■ Brief
Format every line of the records below as a JSON list of strings, one string per line, leaving out any blank lines.

Dataset extracts labeled with boxes:
────────────────────────────────────────

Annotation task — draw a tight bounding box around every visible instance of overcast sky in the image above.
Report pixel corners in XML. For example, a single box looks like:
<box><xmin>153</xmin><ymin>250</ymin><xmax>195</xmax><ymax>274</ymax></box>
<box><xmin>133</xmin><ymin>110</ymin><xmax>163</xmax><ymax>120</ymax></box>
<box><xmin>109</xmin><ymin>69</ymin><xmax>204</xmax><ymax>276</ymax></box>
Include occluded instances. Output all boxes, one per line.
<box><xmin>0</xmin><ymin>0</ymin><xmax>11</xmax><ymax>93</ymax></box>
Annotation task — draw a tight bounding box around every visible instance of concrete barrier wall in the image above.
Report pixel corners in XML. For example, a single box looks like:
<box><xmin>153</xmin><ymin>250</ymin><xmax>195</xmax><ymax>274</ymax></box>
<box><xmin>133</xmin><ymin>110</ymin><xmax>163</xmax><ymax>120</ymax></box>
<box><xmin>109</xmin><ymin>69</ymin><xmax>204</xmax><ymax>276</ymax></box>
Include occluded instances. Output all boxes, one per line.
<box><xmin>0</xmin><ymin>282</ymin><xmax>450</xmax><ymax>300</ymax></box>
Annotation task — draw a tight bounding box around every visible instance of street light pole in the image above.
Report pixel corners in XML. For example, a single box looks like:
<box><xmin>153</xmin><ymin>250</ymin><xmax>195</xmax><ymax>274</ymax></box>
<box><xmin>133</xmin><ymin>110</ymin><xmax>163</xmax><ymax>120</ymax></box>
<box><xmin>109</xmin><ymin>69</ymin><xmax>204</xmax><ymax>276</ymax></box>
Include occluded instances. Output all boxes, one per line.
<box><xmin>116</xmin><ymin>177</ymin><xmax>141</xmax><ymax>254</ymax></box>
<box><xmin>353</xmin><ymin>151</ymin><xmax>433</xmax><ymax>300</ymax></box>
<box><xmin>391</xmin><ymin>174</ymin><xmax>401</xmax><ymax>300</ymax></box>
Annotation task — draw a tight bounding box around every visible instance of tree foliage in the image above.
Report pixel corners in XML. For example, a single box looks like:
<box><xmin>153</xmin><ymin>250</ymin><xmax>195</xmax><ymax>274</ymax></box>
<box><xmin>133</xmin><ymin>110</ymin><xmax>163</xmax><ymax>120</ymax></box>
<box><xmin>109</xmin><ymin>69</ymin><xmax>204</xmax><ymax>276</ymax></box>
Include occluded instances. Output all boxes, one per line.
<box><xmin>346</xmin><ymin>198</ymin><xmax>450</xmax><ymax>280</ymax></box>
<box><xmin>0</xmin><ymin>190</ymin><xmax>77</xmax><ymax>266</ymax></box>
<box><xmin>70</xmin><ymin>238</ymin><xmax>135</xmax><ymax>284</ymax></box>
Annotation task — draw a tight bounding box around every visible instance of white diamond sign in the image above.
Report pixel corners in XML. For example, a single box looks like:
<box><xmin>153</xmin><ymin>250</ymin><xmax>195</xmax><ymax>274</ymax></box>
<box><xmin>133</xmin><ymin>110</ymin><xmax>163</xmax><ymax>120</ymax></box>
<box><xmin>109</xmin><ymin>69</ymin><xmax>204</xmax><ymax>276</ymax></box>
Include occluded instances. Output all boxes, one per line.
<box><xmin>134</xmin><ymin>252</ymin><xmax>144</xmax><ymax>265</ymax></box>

────────────────────────────────────────

■ The completed task
[
  "Annotation task — draw a tight bounding box around every visible instance of overcast sky in the image above.",
  "Report pixel corners in XML. For example, a single box looks like:",
  "<box><xmin>153</xmin><ymin>250</ymin><xmax>195</xmax><ymax>274</ymax></box>",
  "<box><xmin>133</xmin><ymin>110</ymin><xmax>163</xmax><ymax>120</ymax></box>",
  "<box><xmin>109</xmin><ymin>69</ymin><xmax>204</xmax><ymax>276</ymax></box>",
  "Include occluded instances. Output all boxes, one per line.",
  "<box><xmin>0</xmin><ymin>0</ymin><xmax>11</xmax><ymax>93</ymax></box>",
  "Annotation task — draw a tight bounding box around every visible instance of concrete barrier wall in the image above.",
  "Report pixel corners in XML. For example, a single box looks like:",
  "<box><xmin>153</xmin><ymin>250</ymin><xmax>195</xmax><ymax>274</ymax></box>",
  "<box><xmin>133</xmin><ymin>110</ymin><xmax>163</xmax><ymax>120</ymax></box>",
  "<box><xmin>109</xmin><ymin>69</ymin><xmax>204</xmax><ymax>276</ymax></box>",
  "Include occluded instances. Output all boxes, one per line.",
  "<box><xmin>0</xmin><ymin>282</ymin><xmax>450</xmax><ymax>300</ymax></box>",
  "Annotation task — draw a tight bounding box around every visible instance of street light pole in the image above.",
  "Report pixel corners in XML. For example, a single box looks like:",
  "<box><xmin>153</xmin><ymin>250</ymin><xmax>195</xmax><ymax>274</ymax></box>",
  "<box><xmin>133</xmin><ymin>110</ymin><xmax>163</xmax><ymax>120</ymax></box>",
  "<box><xmin>109</xmin><ymin>69</ymin><xmax>204</xmax><ymax>276</ymax></box>",
  "Include occluded instances. Output all boxes, one per line.",
  "<box><xmin>116</xmin><ymin>177</ymin><xmax>141</xmax><ymax>254</ymax></box>",
  "<box><xmin>353</xmin><ymin>151</ymin><xmax>433</xmax><ymax>300</ymax></box>",
  "<box><xmin>391</xmin><ymin>174</ymin><xmax>401</xmax><ymax>300</ymax></box>",
  "Annotation task — draw a tight bounding box around every visible instance of tree foliage in the image above.",
  "Report pixel corners in XML. For example, a single box looks like:",
  "<box><xmin>153</xmin><ymin>250</ymin><xmax>195</xmax><ymax>274</ymax></box>",
  "<box><xmin>133</xmin><ymin>110</ymin><xmax>163</xmax><ymax>120</ymax></box>",
  "<box><xmin>109</xmin><ymin>69</ymin><xmax>204</xmax><ymax>276</ymax></box>",
  "Include occluded instances. Output all boxes, one per line.",
  "<box><xmin>346</xmin><ymin>198</ymin><xmax>450</xmax><ymax>280</ymax></box>",
  "<box><xmin>0</xmin><ymin>190</ymin><xmax>77</xmax><ymax>266</ymax></box>",
  "<box><xmin>70</xmin><ymin>238</ymin><xmax>135</xmax><ymax>284</ymax></box>",
  "Annotation task — draw a tight bounding box around every visible instance of white diamond sign in the image above.",
  "Report pixel corners in XML. For example, a single box looks like:",
  "<box><xmin>153</xmin><ymin>250</ymin><xmax>195</xmax><ymax>274</ymax></box>",
  "<box><xmin>133</xmin><ymin>110</ymin><xmax>163</xmax><ymax>120</ymax></box>",
  "<box><xmin>109</xmin><ymin>69</ymin><xmax>204</xmax><ymax>276</ymax></box>",
  "Include occluded instances. Output all boxes, one per line.",
  "<box><xmin>134</xmin><ymin>252</ymin><xmax>144</xmax><ymax>265</ymax></box>"
]